Copy every item below word for word, leaving out the pictures.

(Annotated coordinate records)
▬▬▬▬▬▬

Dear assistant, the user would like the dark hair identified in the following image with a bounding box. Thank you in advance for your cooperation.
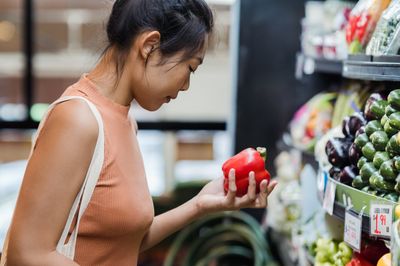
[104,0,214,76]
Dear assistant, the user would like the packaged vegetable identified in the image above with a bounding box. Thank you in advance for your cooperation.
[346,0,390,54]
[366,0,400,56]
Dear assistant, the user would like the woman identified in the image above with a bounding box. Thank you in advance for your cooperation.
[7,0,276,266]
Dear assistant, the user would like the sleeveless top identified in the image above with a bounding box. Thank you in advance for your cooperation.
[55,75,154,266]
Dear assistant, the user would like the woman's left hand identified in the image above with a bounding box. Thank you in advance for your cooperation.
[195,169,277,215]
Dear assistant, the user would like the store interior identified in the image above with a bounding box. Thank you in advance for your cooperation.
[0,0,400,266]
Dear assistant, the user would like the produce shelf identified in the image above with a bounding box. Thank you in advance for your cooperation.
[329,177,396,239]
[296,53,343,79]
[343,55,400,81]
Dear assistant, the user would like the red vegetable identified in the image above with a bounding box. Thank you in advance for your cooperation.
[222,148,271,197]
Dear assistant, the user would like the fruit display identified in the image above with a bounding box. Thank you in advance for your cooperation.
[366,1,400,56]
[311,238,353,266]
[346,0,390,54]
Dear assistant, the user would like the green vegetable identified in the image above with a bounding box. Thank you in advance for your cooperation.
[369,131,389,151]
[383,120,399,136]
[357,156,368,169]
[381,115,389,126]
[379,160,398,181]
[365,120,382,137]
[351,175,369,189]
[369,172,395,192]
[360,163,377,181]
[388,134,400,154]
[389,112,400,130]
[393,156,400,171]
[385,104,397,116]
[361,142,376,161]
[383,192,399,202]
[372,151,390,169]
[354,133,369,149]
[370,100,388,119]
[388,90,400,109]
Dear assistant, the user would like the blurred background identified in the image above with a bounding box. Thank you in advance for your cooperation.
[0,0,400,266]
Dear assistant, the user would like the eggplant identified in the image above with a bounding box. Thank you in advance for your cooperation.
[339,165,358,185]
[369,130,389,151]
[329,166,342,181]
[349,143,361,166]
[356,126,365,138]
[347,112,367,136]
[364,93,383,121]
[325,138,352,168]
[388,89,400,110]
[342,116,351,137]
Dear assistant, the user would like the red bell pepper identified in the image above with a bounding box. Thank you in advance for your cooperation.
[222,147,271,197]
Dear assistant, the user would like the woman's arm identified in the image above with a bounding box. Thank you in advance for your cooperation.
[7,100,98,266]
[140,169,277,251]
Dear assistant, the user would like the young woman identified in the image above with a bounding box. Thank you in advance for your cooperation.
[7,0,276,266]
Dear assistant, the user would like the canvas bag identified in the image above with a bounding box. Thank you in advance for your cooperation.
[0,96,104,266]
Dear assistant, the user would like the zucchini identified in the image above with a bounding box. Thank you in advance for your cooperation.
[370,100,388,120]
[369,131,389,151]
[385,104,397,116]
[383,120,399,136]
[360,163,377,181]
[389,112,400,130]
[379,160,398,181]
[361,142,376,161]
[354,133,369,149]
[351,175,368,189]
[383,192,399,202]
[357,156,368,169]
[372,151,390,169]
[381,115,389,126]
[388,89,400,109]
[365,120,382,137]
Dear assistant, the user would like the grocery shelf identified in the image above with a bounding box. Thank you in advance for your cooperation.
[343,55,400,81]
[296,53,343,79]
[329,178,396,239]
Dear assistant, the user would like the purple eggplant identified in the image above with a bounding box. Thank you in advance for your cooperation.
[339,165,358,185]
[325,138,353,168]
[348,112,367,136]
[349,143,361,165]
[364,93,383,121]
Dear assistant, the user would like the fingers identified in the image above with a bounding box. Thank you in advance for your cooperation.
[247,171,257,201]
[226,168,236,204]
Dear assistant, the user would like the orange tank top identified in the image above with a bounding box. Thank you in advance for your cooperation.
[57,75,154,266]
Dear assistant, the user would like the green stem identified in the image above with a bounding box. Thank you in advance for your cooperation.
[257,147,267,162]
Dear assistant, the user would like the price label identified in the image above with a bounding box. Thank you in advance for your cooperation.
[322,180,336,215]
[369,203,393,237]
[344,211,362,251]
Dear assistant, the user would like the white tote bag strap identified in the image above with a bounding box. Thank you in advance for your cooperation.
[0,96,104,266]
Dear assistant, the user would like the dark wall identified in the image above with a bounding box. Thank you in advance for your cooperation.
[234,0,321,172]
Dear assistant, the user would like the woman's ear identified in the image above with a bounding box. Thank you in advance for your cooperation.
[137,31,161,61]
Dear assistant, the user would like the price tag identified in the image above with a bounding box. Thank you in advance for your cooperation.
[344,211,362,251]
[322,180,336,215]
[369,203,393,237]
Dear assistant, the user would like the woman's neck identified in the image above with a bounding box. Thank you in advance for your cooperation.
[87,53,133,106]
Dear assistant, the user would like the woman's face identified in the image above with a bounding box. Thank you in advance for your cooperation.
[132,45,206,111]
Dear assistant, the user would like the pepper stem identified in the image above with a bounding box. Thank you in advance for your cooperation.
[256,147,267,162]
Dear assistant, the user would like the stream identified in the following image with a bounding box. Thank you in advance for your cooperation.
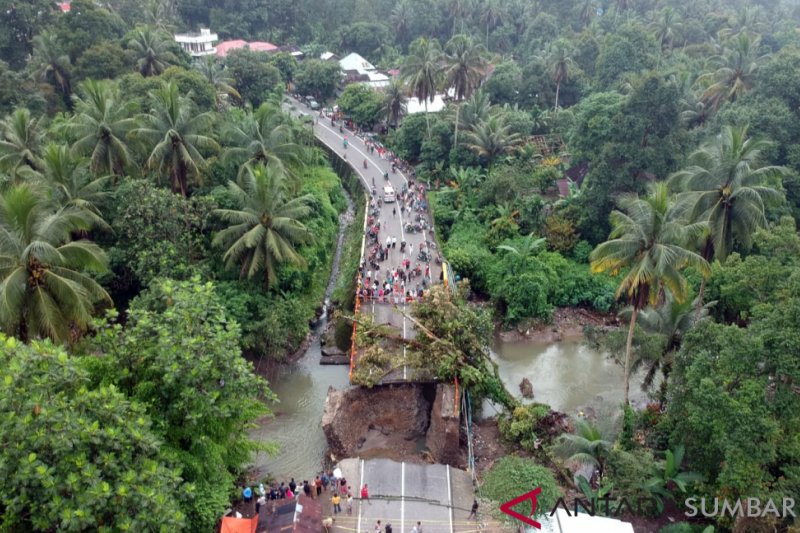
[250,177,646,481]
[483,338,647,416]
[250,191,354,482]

▬▬▬▬▬▬

The reply:
Dear assistant, the user would like the dark hair identified in the following image with a bounding box. Thank you in advance for your cooperation.
[104,0,214,76]
Dear assistant, the user would like the packaged vegetable identified in the image above with a bounding box. Thank you in advance for your cooperation.
[346,0,390,54]
[366,0,400,56]
Dear assistant, the user would like the woman identified in the image above with a bounding box. Thank you in advance for your cooperation.
[7,0,276,266]
Dear assistant, the user would like the sleeveless top identified in the image above with a bounding box. Thank you in advance for your cooperation.
[55,75,154,266]
Dear assistant, the user would like the woman's left hand identified in the image above with a bounding box. Thank you in advance for your cooperation.
[195,169,277,215]
Dear assistant, the user would like the store interior identified in the image above with a bounding box. Thank you in advance for your cooperation.
[0,0,400,266]
Dear assistant, the user would like the produce shelf identified in the image above with a bounding box. Thank you in advance for your cooperation.
[329,177,396,239]
[296,53,343,79]
[343,55,400,81]
Dear assistant, the user would like the red vegetable identified in the image above with a bounding box. Thank you in advance for your cooperation.
[222,148,271,197]
Dear assistant, the user would like the fruit display identified in the image above with a bounding box. Thank you in advance for your cooperation.
[366,1,400,56]
[311,238,353,266]
[346,0,390,54]
Dear assistant, the user would like the green vegetable identified in the image above with a bounding box. Thank you in advance for your cooperation.
[369,131,389,151]
[383,120,399,136]
[357,156,368,169]
[381,115,389,126]
[379,160,398,181]
[365,120,382,137]
[351,175,369,189]
[369,172,395,192]
[360,163,377,181]
[388,134,400,154]
[389,112,400,130]
[393,156,400,171]
[385,104,397,116]
[361,142,376,161]
[383,192,399,202]
[372,151,390,169]
[354,133,369,149]
[370,100,388,119]
[388,90,400,109]
Dear assistant, the user would like the blurred background identified in the image above with a bounding box. Thank you in advance for your cooperation.
[0,0,400,266]
Dear assistant, the user would like the eggplant identified in the image above with a bounding box. Thank you in advance for your cooperation.
[339,165,358,185]
[369,130,389,151]
[329,166,342,181]
[349,143,361,166]
[356,126,365,138]
[347,112,367,136]
[364,93,383,121]
[325,138,352,168]
[388,89,400,110]
[342,116,351,137]
Dear assistant, the user would like the red bell pepper identified in the image above with a bounding box. Thank you in advance for your cooperation.
[222,147,271,197]
Dear assistant, the user would like the woman's arm identified in the image above with a bounding box. Thank you in advance for your cooperation.
[7,100,98,266]
[140,169,277,251]
Dear assistant, the user would like the young woman identified in the image above with a bounding box. Thank you in advance for your cooperation.
[7,0,276,266]
Dear assistant, the user would like the canvas bag identified in the image above with a bounding box. Thank you in advance for your cooperation.
[0,96,104,266]
Dear assistant, the user would like the zucchini identified in the image above with a bounding box. Thank you in advance for your cooperation.
[370,100,388,120]
[369,131,389,151]
[385,104,397,116]
[383,120,399,136]
[360,163,377,181]
[389,112,400,130]
[379,160,398,181]
[361,142,376,161]
[354,133,369,149]
[351,175,368,189]
[383,192,399,202]
[357,156,368,169]
[372,151,390,169]
[381,115,389,126]
[388,89,400,109]
[365,120,382,137]
Dear assistant, the user would like the grocery shelf identified in the image above with a bounding box. Thank you in advance for your cooperation.
[343,55,400,81]
[296,53,343,79]
[329,178,396,239]
Dear assistant, the user would like the purple eggplant identified in the image above with a bounding box. Thank you in advance for your cooperation.
[339,165,358,185]
[325,138,353,168]
[348,112,367,136]
[349,143,361,165]
[364,93,383,121]
Dear assistant, the user would like the fingers identified in the image above with a bounding box. Thank you in advance for your cooperation.
[247,171,257,201]
[226,168,236,204]
Dear assistant, the user would like the orange tank top identified in the image above with a bounding box. Thank you in advance for your cooperation.
[57,75,154,266]
Dear assistant, the user would like the green stem identified in the image above with a bounding box. Thank you in advance for your cooperation.
[257,147,267,162]
Dear assistant, the user would like the price label identified in the image above with a bounding box. Thank you in advance for your cooperation.
[322,180,336,215]
[369,203,393,237]
[344,211,362,251]
Dear assistant, the user would like the white tote bag strap identified in the image above with a bounding box. Thank you in advance for your cooperation.
[0,96,104,266]
Dear assistant, the user would like the dark wall identified in the image above with a bounding box. Thank you in advance for your cooperation.
[234,0,321,172]
Dear assistant, the user would like the woman's ear identified in the image above with a bounding box. Thank you in advance for your cooperation.
[137,31,161,61]
Dear assistant, the user would like the price tag identified in the image above with a bounding box. Thank you in advance for your cooperation.
[344,211,362,251]
[322,180,336,215]
[369,203,393,237]
Dear assistant, the user would like the woman's neck identified in the image above with a bounding box. Thank you in advance for your cooperation.
[87,53,133,106]
Dear assistant, the user would like the woman's face identified in the image above with a bounding box. Thank you in advance for your cooperation.
[132,45,206,111]
Dear assistant, the user would like the pepper stem identified in the image above with a bounding box. Thank you in advance for your cooperation.
[256,147,267,162]
Dear assistant, the user would like the stream identified in the following image with a bounding box. Thank you in advance for your cooperation.
[250,177,646,481]
[483,338,647,416]
[250,191,354,482]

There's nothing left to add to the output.